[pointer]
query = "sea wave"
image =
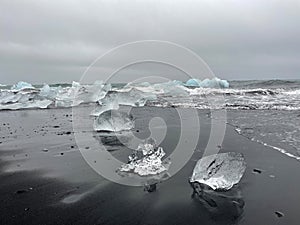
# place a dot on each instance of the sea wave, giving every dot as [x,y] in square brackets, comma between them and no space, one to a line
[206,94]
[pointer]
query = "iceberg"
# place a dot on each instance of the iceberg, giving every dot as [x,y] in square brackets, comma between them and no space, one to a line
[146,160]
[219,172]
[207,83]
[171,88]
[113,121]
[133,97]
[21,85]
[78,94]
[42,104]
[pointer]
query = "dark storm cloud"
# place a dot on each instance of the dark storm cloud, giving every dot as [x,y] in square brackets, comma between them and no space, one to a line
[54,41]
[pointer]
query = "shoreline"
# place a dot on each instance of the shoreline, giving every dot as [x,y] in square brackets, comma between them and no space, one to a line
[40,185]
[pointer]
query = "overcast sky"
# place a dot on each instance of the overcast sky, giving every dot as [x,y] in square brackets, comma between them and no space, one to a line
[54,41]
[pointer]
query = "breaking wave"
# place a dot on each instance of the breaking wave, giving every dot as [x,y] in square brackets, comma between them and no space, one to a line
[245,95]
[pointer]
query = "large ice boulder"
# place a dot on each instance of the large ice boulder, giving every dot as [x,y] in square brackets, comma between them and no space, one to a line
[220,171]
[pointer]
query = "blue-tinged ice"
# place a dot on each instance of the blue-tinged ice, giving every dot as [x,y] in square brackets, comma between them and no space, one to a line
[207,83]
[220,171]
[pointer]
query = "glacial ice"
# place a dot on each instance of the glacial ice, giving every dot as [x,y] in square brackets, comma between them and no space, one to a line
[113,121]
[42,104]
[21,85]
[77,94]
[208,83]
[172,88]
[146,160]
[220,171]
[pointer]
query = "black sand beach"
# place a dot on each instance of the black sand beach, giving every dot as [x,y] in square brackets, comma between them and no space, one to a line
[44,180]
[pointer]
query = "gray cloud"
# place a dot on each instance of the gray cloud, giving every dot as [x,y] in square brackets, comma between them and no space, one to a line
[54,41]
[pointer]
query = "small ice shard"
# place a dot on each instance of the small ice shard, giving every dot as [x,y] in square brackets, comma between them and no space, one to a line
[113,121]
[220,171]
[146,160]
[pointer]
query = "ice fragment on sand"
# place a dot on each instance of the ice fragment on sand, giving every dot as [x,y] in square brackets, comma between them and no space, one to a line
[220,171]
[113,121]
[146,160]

...

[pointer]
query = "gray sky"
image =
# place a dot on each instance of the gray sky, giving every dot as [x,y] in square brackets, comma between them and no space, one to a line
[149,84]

■ **WHAT THE TASK ASKS**: State how many lines of the records above contain the word "wave", giving only the number.

■ **RESULT OF THIS TASK**: 4